[Written task]: Rename "ceiling air vent" to "ceiling vent" throughout the material below, and keep every other line unchanged.

----------

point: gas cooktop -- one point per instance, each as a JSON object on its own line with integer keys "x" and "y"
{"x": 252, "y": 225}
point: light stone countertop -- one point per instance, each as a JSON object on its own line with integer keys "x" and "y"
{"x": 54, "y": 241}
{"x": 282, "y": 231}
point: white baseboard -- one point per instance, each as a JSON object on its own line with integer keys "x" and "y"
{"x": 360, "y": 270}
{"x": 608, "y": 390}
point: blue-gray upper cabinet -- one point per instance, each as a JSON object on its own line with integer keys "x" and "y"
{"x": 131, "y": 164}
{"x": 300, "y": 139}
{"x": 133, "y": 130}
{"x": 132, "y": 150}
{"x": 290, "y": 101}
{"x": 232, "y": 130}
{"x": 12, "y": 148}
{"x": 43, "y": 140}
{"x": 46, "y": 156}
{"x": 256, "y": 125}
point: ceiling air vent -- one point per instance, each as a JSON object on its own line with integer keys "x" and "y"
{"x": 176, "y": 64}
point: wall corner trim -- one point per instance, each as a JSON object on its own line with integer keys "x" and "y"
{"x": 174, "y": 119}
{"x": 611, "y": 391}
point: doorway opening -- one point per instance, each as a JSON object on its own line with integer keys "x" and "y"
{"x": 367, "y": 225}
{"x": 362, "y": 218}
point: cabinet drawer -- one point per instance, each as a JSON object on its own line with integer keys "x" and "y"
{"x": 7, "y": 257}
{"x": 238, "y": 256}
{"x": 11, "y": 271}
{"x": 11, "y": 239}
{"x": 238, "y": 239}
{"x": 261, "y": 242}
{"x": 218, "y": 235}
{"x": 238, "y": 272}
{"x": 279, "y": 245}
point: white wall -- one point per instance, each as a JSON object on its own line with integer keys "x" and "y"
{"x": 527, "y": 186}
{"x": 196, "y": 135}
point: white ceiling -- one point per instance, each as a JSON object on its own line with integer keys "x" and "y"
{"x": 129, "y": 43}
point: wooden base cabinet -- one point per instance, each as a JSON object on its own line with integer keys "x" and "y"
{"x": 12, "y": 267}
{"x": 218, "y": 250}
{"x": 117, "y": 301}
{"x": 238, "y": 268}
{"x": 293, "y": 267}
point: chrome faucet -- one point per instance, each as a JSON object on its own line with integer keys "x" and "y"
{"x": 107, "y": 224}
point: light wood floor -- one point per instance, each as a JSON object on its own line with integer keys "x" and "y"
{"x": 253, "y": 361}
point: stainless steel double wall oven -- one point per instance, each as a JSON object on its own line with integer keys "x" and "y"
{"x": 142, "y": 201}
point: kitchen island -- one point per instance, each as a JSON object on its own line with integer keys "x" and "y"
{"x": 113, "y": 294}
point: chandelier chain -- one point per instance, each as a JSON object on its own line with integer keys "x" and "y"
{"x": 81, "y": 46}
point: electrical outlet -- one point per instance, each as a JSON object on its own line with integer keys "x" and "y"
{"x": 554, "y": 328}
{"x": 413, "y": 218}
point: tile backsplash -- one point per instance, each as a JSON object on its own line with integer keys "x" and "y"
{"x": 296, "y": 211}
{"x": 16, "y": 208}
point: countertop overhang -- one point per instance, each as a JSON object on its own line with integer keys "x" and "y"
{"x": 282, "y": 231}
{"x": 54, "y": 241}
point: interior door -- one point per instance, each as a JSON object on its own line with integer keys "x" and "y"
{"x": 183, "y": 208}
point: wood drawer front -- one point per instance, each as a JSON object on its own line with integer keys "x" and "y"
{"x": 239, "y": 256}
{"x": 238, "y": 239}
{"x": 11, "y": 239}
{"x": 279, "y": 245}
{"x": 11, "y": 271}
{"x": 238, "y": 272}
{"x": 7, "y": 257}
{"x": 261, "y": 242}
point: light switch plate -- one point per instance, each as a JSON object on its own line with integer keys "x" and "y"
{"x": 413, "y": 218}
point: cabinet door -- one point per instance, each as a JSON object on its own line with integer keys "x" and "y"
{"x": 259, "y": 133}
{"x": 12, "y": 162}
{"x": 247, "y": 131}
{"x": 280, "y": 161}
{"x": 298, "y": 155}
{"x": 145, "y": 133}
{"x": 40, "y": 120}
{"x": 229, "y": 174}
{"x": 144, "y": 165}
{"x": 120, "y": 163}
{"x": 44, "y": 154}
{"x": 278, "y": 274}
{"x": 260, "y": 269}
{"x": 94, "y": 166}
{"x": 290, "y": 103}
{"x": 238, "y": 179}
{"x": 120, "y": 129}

----------

[Full answer]:
point: gas cooktop -- one point per instance, each as a JSON object on its own line with integer keys "x" and "y"
{"x": 252, "y": 225}
point: light stone countertop -- one point per instance, each as a JSON object on its own line with integer keys "x" and "y"
{"x": 54, "y": 241}
{"x": 282, "y": 231}
point: white baseboard -- one point per instance, each as a JSON object on its own line with integer keys "x" and "y"
{"x": 360, "y": 270}
{"x": 608, "y": 390}
point: blue-gray upper cabinet -- one point per instance, each as a JSON object on its own line with integer keys "x" and "y"
{"x": 131, "y": 164}
{"x": 300, "y": 139}
{"x": 133, "y": 130}
{"x": 132, "y": 150}
{"x": 290, "y": 101}
{"x": 232, "y": 130}
{"x": 12, "y": 148}
{"x": 43, "y": 140}
{"x": 46, "y": 156}
{"x": 256, "y": 125}
point: ceiling vent -- one point per instance, each as a JSON object on its own line with integer keys "x" and "y"
{"x": 176, "y": 64}
point: wall corner trim -- one point per instance, each as a JSON object on its own line with integer keys "x" and "y"
{"x": 174, "y": 119}
{"x": 611, "y": 391}
point: doorway opening -- one point per instance, each as a JSON object on its own line with integer keys "x" and "y"
{"x": 367, "y": 225}
{"x": 362, "y": 218}
point: cabinet drawer -- one point per instance, each as a JSON object on its own line with integer keys "x" and "y"
{"x": 7, "y": 257}
{"x": 238, "y": 256}
{"x": 11, "y": 271}
{"x": 11, "y": 239}
{"x": 238, "y": 239}
{"x": 261, "y": 242}
{"x": 218, "y": 235}
{"x": 238, "y": 272}
{"x": 279, "y": 245}
point: white wall -- one point per instance, each as a JSON object on its own line with integer keys "x" and "y"
{"x": 527, "y": 186}
{"x": 196, "y": 135}
point: white ceiling -- one point per instance, each as a JSON object on its own line with integer keys "x" and "y"
{"x": 129, "y": 43}
point: wooden base cabinet -- one point per instance, each as a JSON object on its own line with integer keys "x" and "y"
{"x": 12, "y": 267}
{"x": 218, "y": 250}
{"x": 117, "y": 301}
{"x": 238, "y": 268}
{"x": 293, "y": 267}
point: chrome faucet -- one point per instance, each as a JSON object on its own line with integer keys "x" and "y"
{"x": 107, "y": 224}
point: light wood floor -- one point per instance, each as a JSON object on its own line with integer keys "x" and "y"
{"x": 253, "y": 361}
point: stainless steel double wall oven -- one point per instance, each as a JSON object on its own line with integer keys "x" and "y"
{"x": 142, "y": 201}
point: kitchen island -- one point per instance, each as a JSON object on its own line with integer keys "x" and "y"
{"x": 113, "y": 294}
point: chandelier chain -- one point per instance, each as a JSON object on its own line with integer keys "x" and "y"
{"x": 81, "y": 46}
point: electrical outlet -- one point per instance, each as a JSON object on its own line with integer keys "x" and "y"
{"x": 554, "y": 328}
{"x": 413, "y": 218}
point: tile backsplash -- one point per instance, each as a JSON object on its own line with integer keys "x" and "y"
{"x": 296, "y": 211}
{"x": 16, "y": 208}
point: countertop overhang -- one point per instance, each as a JSON object on its own line with integer keys "x" and "y"
{"x": 282, "y": 231}
{"x": 54, "y": 241}
point: interior door -- one point per instance, each as a JSON object on its own line with integer keys "x" and "y"
{"x": 183, "y": 208}
point: wood drawer front -- one point per instance, each as a JSON object on its own line with integer keys "x" and "y"
{"x": 239, "y": 256}
{"x": 238, "y": 239}
{"x": 11, "y": 239}
{"x": 279, "y": 245}
{"x": 11, "y": 271}
{"x": 238, "y": 272}
{"x": 7, "y": 257}
{"x": 261, "y": 242}
point: light switch plate -- one point per instance, each as a JSON object on its own line with integer keys "x" and "y"
{"x": 413, "y": 218}
point: cabinet door -- one point per instance, each as a JSON object on its own line with integer keys "x" and "y"
{"x": 259, "y": 133}
{"x": 12, "y": 162}
{"x": 247, "y": 131}
{"x": 280, "y": 161}
{"x": 298, "y": 155}
{"x": 145, "y": 133}
{"x": 40, "y": 120}
{"x": 229, "y": 174}
{"x": 144, "y": 165}
{"x": 120, "y": 163}
{"x": 44, "y": 154}
{"x": 278, "y": 274}
{"x": 260, "y": 269}
{"x": 94, "y": 166}
{"x": 290, "y": 103}
{"x": 238, "y": 179}
{"x": 120, "y": 129}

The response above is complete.